# Given request
Find every line in the items below that contains the word "stove" and copy each of those lines in full.

# Records provided

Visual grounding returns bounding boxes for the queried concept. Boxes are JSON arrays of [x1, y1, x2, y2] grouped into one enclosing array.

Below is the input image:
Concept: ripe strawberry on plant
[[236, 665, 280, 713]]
--
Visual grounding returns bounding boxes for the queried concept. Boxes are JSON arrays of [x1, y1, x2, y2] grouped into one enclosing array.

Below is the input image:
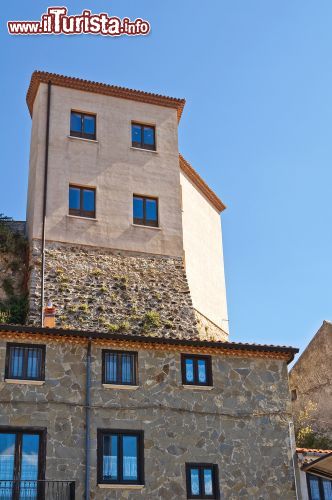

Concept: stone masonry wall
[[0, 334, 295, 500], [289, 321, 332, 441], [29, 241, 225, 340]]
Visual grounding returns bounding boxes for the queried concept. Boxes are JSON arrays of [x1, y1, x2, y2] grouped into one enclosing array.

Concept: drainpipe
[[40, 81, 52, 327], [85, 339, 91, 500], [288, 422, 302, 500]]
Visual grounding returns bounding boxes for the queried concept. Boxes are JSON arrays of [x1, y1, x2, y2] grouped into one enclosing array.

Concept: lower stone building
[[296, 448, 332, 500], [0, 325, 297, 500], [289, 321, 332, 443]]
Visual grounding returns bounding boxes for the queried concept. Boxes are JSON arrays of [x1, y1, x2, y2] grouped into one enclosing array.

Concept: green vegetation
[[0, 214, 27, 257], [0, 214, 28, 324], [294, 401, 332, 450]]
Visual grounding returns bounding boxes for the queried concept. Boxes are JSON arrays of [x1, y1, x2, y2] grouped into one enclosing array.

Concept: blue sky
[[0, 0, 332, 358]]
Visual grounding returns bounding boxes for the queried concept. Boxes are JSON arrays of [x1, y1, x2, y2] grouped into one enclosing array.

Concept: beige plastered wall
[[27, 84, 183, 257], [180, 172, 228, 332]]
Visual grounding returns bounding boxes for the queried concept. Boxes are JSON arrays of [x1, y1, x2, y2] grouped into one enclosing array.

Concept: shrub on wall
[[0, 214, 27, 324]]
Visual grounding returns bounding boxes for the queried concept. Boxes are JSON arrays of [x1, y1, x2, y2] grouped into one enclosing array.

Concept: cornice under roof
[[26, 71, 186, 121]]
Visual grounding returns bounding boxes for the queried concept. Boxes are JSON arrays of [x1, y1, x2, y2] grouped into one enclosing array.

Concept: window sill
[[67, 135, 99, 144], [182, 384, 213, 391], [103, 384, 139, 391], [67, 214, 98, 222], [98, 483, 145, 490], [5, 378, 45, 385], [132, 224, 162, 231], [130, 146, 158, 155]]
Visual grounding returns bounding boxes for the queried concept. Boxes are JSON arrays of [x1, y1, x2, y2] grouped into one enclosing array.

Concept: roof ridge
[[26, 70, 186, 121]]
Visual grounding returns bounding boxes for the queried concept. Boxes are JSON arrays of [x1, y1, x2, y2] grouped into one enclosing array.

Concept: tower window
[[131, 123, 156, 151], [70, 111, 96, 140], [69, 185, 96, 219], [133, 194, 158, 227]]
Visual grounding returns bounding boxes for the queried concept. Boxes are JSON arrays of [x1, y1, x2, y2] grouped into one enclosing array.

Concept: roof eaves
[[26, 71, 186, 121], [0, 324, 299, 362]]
---
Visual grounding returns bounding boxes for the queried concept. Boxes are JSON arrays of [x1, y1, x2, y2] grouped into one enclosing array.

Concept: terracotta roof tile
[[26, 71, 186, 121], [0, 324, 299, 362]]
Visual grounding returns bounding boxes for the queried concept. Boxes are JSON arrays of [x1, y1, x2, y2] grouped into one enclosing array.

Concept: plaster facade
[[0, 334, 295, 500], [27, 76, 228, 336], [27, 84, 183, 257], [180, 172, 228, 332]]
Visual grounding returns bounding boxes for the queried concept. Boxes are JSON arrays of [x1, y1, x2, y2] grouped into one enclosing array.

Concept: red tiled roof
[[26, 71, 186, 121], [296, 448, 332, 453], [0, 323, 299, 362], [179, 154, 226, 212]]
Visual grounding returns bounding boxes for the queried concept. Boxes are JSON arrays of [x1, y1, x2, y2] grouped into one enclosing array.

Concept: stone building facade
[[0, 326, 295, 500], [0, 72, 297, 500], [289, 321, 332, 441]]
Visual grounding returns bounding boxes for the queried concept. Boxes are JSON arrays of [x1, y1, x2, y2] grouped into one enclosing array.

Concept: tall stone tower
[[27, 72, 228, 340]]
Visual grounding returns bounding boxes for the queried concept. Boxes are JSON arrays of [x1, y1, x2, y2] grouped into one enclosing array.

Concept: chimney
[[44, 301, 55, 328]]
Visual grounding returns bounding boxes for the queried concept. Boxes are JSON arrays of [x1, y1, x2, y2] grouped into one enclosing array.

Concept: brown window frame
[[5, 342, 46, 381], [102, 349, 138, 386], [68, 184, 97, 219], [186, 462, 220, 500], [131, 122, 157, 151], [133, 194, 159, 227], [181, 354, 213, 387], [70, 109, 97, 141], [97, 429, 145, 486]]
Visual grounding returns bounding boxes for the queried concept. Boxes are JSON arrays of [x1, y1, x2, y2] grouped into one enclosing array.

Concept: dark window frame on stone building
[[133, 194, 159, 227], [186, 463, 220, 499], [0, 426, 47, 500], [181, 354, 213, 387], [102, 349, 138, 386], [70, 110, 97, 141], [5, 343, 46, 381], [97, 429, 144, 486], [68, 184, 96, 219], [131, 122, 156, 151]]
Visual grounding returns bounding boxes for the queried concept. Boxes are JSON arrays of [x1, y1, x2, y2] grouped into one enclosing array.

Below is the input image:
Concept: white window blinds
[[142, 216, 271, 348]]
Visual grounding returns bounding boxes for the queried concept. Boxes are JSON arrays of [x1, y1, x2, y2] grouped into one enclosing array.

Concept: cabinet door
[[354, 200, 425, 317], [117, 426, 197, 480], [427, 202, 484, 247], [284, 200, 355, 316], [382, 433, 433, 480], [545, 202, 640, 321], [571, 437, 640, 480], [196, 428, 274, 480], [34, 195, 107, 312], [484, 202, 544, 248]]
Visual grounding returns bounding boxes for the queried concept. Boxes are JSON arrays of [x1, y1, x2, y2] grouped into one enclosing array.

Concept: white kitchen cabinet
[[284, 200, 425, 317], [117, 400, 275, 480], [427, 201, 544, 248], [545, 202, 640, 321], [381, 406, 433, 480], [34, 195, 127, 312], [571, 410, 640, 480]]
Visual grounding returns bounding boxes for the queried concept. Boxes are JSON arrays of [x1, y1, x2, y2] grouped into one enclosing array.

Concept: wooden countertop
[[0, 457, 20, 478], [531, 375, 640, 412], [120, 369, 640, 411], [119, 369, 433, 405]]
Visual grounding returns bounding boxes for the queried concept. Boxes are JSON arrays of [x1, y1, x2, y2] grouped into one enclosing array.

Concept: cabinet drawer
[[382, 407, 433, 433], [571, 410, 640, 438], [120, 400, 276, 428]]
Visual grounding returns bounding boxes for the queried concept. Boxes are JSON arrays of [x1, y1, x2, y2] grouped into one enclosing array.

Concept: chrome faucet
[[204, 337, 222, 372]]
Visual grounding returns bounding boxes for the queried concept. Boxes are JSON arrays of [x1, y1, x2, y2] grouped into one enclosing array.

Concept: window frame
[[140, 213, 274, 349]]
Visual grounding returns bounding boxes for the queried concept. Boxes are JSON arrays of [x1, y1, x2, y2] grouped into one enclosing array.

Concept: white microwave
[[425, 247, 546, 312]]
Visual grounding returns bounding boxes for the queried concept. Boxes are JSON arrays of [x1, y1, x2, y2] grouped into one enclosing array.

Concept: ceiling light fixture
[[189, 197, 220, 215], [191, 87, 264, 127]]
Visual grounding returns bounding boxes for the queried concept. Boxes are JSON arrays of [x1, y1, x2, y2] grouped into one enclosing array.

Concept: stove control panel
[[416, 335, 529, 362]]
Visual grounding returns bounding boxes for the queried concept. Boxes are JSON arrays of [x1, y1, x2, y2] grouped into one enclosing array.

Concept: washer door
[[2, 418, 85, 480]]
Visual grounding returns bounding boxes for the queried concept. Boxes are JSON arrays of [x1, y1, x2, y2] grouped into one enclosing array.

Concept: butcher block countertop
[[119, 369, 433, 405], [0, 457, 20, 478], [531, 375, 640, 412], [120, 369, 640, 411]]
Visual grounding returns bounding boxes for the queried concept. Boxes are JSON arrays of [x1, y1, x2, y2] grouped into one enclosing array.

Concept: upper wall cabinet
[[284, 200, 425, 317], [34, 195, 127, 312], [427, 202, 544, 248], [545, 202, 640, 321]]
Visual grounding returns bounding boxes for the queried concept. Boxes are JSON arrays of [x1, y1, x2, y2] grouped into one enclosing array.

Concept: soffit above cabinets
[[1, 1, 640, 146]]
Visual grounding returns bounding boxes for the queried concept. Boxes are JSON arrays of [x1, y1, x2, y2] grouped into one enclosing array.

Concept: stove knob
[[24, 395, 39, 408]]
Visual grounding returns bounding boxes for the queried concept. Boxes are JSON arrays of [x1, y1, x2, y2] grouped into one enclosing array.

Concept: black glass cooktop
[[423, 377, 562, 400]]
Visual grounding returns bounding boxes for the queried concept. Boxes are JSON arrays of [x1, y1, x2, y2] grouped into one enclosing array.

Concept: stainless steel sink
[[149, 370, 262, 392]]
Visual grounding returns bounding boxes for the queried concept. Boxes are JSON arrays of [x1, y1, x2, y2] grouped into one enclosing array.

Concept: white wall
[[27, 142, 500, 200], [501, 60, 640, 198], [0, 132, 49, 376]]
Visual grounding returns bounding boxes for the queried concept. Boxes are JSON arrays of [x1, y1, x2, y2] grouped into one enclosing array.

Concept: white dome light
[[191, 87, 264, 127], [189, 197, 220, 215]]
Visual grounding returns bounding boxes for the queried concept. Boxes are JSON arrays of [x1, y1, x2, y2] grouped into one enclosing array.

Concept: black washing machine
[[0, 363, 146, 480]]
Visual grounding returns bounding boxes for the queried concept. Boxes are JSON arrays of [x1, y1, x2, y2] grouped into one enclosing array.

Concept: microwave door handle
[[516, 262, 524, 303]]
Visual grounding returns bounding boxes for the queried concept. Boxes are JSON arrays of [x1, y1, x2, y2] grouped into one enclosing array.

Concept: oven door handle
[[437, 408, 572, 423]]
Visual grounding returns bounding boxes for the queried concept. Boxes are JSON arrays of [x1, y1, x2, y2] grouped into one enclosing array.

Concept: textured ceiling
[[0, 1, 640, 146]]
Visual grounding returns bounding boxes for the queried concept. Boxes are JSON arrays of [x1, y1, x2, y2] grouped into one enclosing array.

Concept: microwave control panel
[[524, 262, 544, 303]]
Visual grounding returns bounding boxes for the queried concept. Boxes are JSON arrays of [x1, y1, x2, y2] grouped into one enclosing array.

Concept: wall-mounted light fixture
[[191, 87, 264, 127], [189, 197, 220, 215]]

# Result for this task
Concept: stove control panel
Concept: stove knob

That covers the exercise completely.